Begin GIVEN TEXT

But of course, there was another big name tied to the project, a performer who has won the most prestigious acting awards in the land and previously conveyed similarly weird events in multiple Yorgos Lanthimos pictures: Emma Stone. Across her career, she’s delivered a wide range of portrayals from subtle to big, and her character Whitney Siegel in The Curse toes the line between these two modes, as passive aggression occasionally erupts into just plain anger. It’s a performance that’s central to the show, getting across this story’s focus on gentrification, white privilege, and cultural appropriation in each condescending smile and deceitful sales pitch.

End GIVEN TEXT

(DIRECTIVE A)
Update the records starting at the line containing "Exercise. Point out the woman's face in the photo below" and ending at the line containing "point(137, 87)" by replacing "photo" with "image" and leaving everything else unchanged. Leave the pictures out of your answer.
The text and the records are separate material with no connection between them.

Begin DATA RECORDS

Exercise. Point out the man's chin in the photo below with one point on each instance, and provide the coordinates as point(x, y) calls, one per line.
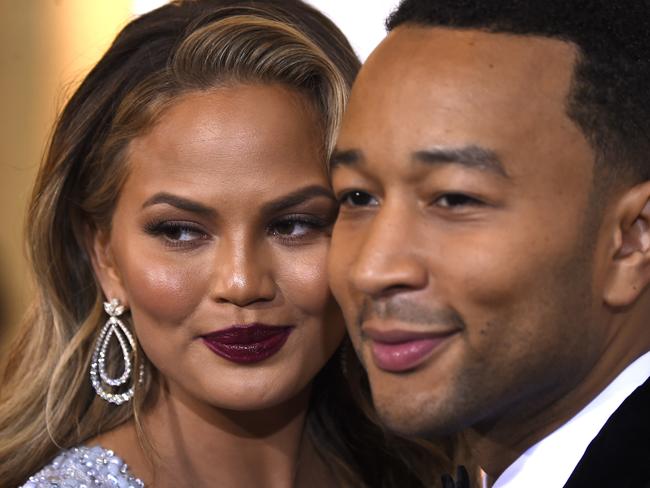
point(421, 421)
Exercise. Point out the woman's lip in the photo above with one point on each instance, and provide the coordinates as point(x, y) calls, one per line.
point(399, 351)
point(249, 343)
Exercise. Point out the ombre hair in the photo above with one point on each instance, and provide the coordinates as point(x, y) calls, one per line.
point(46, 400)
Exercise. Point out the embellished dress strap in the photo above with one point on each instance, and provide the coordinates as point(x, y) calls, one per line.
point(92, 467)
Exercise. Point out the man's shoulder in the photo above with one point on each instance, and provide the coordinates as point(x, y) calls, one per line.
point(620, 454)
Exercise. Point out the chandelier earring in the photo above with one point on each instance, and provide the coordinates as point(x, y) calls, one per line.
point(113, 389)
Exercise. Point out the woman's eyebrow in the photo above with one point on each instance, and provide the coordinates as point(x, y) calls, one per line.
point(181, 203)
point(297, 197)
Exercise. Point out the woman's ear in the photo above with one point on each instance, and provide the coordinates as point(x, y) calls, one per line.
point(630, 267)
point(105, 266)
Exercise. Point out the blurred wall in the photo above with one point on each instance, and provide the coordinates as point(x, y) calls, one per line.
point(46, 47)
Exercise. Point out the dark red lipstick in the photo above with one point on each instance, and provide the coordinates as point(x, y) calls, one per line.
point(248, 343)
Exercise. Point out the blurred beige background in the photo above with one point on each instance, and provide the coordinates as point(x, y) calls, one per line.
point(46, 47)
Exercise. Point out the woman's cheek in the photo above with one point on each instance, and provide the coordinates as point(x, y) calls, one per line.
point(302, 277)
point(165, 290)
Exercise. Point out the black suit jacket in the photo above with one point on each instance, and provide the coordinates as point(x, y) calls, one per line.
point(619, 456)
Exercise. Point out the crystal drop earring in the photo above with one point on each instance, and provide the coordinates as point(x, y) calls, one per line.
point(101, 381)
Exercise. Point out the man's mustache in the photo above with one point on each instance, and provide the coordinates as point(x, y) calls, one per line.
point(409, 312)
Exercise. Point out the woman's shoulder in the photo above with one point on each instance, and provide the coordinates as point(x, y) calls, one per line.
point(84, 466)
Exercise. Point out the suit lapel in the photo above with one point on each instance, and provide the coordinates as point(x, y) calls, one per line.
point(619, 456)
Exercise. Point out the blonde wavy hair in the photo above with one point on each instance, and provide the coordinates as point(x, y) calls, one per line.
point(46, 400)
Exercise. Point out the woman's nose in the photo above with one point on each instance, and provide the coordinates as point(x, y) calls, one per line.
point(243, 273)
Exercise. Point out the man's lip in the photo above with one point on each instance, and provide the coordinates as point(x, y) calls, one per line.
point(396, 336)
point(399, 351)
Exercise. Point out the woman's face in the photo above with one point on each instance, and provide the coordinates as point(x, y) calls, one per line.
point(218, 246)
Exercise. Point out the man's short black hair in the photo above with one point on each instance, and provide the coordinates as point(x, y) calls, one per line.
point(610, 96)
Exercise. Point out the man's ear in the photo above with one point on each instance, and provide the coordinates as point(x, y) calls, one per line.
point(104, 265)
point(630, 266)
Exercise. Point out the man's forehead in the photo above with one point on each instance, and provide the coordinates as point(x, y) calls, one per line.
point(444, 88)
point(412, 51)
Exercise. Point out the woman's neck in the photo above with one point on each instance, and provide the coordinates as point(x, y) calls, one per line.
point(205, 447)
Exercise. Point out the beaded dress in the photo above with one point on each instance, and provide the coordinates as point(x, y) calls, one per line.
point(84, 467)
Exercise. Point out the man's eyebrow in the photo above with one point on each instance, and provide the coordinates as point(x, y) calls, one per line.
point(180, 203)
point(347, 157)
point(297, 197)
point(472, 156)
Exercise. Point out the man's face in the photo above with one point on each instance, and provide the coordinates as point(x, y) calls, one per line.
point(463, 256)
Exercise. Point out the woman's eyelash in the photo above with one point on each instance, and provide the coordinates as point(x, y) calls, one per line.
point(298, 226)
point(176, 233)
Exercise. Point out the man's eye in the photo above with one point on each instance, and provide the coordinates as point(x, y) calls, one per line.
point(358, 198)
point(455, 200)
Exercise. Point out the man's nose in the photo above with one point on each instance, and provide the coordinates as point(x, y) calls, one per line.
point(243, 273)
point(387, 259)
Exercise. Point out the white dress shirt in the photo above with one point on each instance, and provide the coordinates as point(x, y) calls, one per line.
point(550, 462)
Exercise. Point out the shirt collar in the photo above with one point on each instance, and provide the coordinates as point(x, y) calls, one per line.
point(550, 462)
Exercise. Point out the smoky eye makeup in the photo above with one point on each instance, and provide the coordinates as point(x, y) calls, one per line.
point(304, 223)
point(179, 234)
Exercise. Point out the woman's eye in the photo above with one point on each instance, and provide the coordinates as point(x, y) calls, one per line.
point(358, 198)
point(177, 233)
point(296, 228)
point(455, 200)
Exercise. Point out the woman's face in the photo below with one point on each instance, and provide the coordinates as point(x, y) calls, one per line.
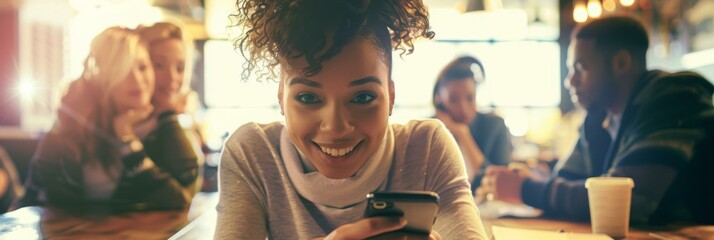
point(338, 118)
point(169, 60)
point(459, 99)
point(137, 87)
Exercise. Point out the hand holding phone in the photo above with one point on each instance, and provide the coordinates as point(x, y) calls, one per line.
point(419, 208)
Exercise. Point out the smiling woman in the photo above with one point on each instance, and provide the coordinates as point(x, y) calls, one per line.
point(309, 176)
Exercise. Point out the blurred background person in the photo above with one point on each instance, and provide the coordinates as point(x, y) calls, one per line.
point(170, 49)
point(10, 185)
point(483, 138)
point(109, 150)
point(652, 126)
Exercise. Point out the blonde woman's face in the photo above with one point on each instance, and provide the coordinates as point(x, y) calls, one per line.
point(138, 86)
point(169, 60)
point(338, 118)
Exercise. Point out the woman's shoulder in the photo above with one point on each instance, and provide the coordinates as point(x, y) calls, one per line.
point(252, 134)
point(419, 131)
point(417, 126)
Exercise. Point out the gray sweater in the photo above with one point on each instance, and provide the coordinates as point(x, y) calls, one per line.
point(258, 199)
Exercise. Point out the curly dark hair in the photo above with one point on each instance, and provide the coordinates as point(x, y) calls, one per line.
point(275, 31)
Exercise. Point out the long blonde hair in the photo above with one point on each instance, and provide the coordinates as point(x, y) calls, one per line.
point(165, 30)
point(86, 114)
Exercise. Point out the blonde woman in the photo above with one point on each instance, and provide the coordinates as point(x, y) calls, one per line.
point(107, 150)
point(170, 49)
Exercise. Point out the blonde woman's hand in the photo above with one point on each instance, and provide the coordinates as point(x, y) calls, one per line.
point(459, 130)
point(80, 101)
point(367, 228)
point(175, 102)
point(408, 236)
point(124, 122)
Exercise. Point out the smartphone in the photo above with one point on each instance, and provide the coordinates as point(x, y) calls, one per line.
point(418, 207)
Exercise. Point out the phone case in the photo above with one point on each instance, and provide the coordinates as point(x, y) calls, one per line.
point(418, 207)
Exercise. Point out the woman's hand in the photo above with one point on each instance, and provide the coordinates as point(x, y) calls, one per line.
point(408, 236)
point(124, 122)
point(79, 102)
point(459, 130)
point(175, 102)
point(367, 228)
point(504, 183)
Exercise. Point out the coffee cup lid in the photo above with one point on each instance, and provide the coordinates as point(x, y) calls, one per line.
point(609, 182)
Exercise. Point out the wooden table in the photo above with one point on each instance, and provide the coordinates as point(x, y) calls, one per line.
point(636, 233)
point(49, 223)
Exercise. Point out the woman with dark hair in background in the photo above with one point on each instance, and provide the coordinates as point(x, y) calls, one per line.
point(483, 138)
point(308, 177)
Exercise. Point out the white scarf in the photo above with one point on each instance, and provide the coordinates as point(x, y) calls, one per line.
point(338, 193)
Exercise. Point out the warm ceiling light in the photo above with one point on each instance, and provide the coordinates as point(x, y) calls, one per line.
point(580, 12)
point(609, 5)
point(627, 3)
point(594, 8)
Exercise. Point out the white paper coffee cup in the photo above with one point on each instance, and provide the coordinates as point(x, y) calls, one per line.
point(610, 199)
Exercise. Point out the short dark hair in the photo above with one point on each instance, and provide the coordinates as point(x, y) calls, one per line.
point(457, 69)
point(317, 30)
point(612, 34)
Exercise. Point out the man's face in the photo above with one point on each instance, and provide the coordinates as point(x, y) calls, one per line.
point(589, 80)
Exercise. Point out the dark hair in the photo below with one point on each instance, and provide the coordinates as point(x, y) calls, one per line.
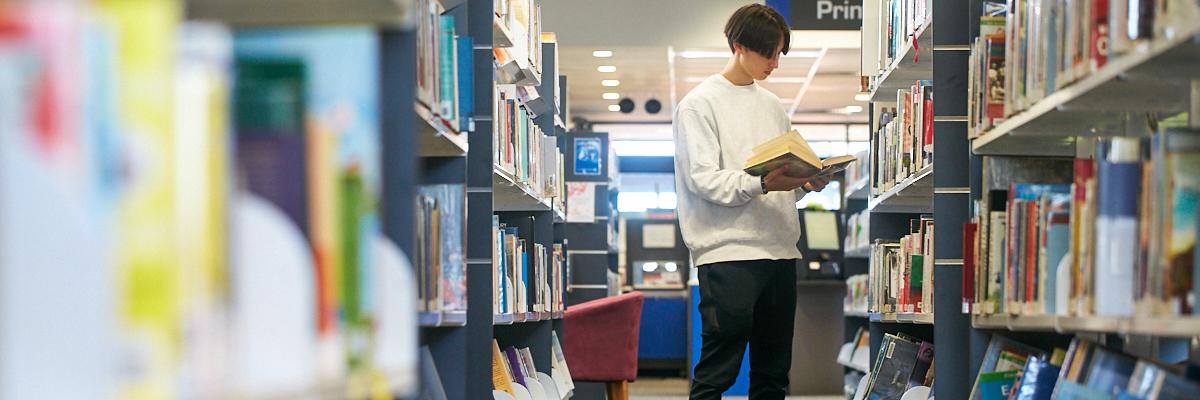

End DATA RECORDS

(DIRECTIVE B)
Please continue the passage on Emma Stone's role in The Curse from where it stops.

(TASK RESPONSE A)
Exercise. Point out the woman's face in the image below with one point on each instance, and provide the coordinates as point(x, y) calls, one per line.
point(338, 118)
point(169, 60)
point(459, 99)
point(137, 87)

(TASK RESPONSE B)
For those who didn’t catch the series, we follow Whitney and Asher Siegel (Nathan Fielder), a married couple who own a property development company based in Española, New Mexico. They’re currently in the process of securing an HGTV reality show based on their business, which they hope will bring more attention to the area. Outwardly, they claim their goal is to uplift the community, working with locals as they build eco-friendly homes. Whitney is especially insistent on this point and shields herself with buzzwords that demonstrate a shallow understanding of socioeconomic issues that don’t affect her. But of course, despite their double speak, it doesn’t take long to realize what the couple is implicitly after: if their reality show hits it big, it could drive up interest in the area, causing the land they own there to balloon in value. Sure, the people who live there now certainly won’t be able to afford these rent increases, but Whitney and Asher proceed with their plan anyway.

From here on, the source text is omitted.